=== Required work ===
Could you arrange every line of the material below as a JSON list of strings, with one string per line and any blank lines left out?

=== Data extract ===
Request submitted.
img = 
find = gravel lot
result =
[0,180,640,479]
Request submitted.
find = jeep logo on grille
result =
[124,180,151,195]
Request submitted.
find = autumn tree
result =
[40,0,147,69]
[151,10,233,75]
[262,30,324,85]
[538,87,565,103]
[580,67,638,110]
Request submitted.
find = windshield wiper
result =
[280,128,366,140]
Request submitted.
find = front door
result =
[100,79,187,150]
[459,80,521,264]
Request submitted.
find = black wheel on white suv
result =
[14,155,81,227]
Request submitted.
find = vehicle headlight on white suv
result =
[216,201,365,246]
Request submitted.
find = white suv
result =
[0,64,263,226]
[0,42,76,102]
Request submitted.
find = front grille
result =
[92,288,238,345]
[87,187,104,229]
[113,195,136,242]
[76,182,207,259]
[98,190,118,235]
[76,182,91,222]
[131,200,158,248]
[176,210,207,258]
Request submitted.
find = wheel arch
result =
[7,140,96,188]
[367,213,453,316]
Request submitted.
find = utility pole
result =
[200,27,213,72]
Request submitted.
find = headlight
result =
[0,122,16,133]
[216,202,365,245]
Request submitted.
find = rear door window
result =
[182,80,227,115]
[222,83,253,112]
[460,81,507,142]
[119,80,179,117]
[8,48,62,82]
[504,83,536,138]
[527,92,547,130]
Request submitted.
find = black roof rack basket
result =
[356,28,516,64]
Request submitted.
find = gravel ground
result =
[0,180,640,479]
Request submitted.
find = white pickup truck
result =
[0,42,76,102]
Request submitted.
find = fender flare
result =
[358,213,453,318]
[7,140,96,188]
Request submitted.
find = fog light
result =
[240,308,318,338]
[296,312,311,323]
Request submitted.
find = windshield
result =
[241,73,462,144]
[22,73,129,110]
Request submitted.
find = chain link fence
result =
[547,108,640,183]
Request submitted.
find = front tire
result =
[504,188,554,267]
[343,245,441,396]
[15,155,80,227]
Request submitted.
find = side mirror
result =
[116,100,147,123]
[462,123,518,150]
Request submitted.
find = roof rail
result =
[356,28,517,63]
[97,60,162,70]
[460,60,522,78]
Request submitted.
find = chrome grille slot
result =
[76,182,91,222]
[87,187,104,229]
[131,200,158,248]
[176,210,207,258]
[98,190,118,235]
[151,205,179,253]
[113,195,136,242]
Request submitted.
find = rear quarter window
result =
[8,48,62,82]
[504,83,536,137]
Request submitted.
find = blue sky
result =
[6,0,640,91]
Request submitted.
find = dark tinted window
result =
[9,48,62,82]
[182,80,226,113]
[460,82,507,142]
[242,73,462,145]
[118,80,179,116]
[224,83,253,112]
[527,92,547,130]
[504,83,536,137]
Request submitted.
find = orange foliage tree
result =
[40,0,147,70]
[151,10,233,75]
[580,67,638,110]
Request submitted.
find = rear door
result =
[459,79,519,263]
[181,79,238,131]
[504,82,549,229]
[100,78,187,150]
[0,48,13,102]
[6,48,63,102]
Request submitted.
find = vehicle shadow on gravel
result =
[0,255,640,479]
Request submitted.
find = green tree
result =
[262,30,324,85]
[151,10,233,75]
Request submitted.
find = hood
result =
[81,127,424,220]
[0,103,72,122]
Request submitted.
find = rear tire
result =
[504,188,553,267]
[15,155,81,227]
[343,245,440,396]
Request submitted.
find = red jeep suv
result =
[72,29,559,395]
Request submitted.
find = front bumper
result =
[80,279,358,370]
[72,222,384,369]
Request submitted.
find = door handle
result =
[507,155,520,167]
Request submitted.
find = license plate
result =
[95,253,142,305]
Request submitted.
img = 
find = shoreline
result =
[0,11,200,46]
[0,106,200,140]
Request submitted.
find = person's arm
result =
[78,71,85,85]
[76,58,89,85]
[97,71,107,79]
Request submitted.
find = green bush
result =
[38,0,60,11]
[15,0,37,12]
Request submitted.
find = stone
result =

=== Result of the exercise ===
[
  "Request submitted.",
  "img = ",
  "find = gravel lot",
  "result =",
  "[0,180,640,479]",
  "Request submitted.",
  "find = jeep logo on grille",
  "result =",
  "[124,180,151,195]",
  "Request submitted.",
  "find = autumn tree",
  "result =",
  "[40,0,147,69]",
  "[151,10,233,75]",
  "[262,30,324,85]",
  "[538,87,565,103]",
  "[580,67,638,110]",
  "Request submitted.",
  "find = windshield wiper",
  "result =",
  "[280,128,366,140]",
  "Request submitted.",
  "find = front door",
  "result =",
  "[100,79,187,150]",
  "[459,80,521,264]",
  "Request submitted.",
  "find = black wheel on white suv",
  "result =",
  "[14,155,81,227]",
  "Request submitted.",
  "find = vehicle headlight on white suv",
  "result =",
  "[216,201,365,246]",
  "Request submitted.",
  "find = white suv",
  "result =",
  "[0,64,263,226]",
  "[0,42,76,102]",
  "Request submitted.",
  "find = front grille",
  "result =",
  "[92,288,238,345]",
  "[87,187,104,229]",
  "[113,195,136,242]",
  "[76,182,207,259]",
  "[98,190,118,235]",
  "[76,182,91,222]",
  "[131,200,158,248]",
  "[176,210,207,258]",
  "Request submitted.",
  "find = wheel arch",
  "result =",
  "[7,140,96,188]",
  "[367,213,453,316]",
  "Request submitted.",
  "find = utility pole",
  "result =",
  "[200,27,213,72]",
  "Request submitted.",
  "find = headlight",
  "result =",
  "[0,122,16,133]",
  "[216,202,365,245]",
  "Request submitted.",
  "find = rear door window",
  "result =",
  "[182,80,227,115]",
  "[222,83,253,112]",
  "[460,81,507,142]",
  "[119,80,179,117]",
  "[8,48,62,82]",
  "[504,83,536,138]",
  "[527,92,547,130]",
  "Request submitted.",
  "find = black roof rack basket",
  "result =",
  "[356,28,516,64]",
  "Request submitted.",
  "find = gravel ground",
  "result =",
  "[0,180,640,479]",
  "Request submitted.",
  "find = white pickup truck",
  "result =",
  "[0,42,76,102]",
  "Request submitted.",
  "find = fender flare",
  "result =",
  "[358,213,453,318]",
  "[7,140,96,188]",
  "Request submitted.",
  "find = fog light",
  "result =",
  "[240,308,318,338]",
  "[296,312,311,323]",
  "Request submitted.",
  "find = windshield",
  "result =",
  "[241,73,462,144]",
  "[22,73,129,110]",
  "Request submitted.",
  "find = chain link fence",
  "result =",
  "[547,108,640,183]",
  "Request submitted.",
  "find = front tire",
  "result =",
  "[504,188,554,267]",
  "[343,245,441,396]",
  "[15,155,80,227]",
  "Request submitted.",
  "find = side mirror",
  "result =",
  "[116,100,147,123]",
  "[462,123,518,150]",
  "Request submitted.",
  "find = roof rail",
  "result =",
  "[356,28,517,63]",
  "[97,60,162,70]",
  "[460,60,522,78]",
  "Request submitted.",
  "find = chrome grille slot",
  "result =",
  "[76,182,91,222]",
  "[87,187,104,229]",
  "[131,200,158,248]",
  "[176,210,207,258]",
  "[98,190,118,235]",
  "[151,205,179,253]",
  "[113,195,136,242]",
  "Request submitted.",
  "find = rear quarter window",
  "result =",
  "[8,48,62,82]",
  "[504,83,536,137]",
  "Request submitted.",
  "find = blue sky",
  "result =",
  "[6,0,640,91]",
  "Request submitted.",
  "find = dark tinted window",
  "result =",
  "[9,48,62,82]",
  "[182,80,226,113]",
  "[460,82,507,142]",
  "[242,73,462,145]",
  "[118,80,179,116]",
  "[224,83,253,112]",
  "[527,92,547,130]",
  "[504,83,536,137]",
  "Request submitted.",
  "find = orange foliage tree",
  "result =",
  "[40,0,147,70]",
  "[151,10,233,75]",
  "[580,67,638,110]",
  "Request submitted.",
  "find = rear door",
  "result =",
  "[459,79,519,263]",
  "[181,79,238,131]",
  "[504,82,549,229]",
  "[100,78,187,150]",
  "[0,48,13,102]",
  "[6,48,63,102]",
  "Request submitted.",
  "find = vehicle shadow on gravel",
  "result =",
  "[0,255,640,479]",
  "Request submitted.",
  "find = green tree",
  "result =",
  "[262,30,324,85]",
  "[151,10,233,75]",
  "Request submitted.",
  "find = hood",
  "result =",
  "[81,127,424,220]",
  "[0,103,72,122]",
  "Request submitted.",
  "find = rear tire",
  "result =",
  "[504,188,553,267]",
  "[15,155,81,227]",
  "[343,245,440,396]",
  "Request submitted.",
  "find = red jeep suv",
  "result =",
  "[72,29,559,395]",
  "Request submitted.",
  "find = front bumper",
  "result =",
  "[80,279,358,370]",
  "[72,222,384,369]",
  "Request submitted.",
  "find = door handle",
  "result =",
  "[507,155,520,167]",
  "Request submitted.",
  "find = license plate",
  "result =",
  "[95,253,142,305]",
  "Request submitted.",
  "img = ",
  "find = shoreline",
  "result =",
  "[0,11,200,46]",
  "[0,106,200,140]",
  "Request submitted.",
  "find = person's arm",
  "result =",
  "[78,71,85,85]",
  "[76,58,89,85]",
  "[97,71,107,79]",
  "Request submitted.",
  "find = green bush",
  "result =",
  "[38,0,60,11]",
  "[15,0,37,12]",
  "Request submitted.",
  "find = stone",
  "result ="
]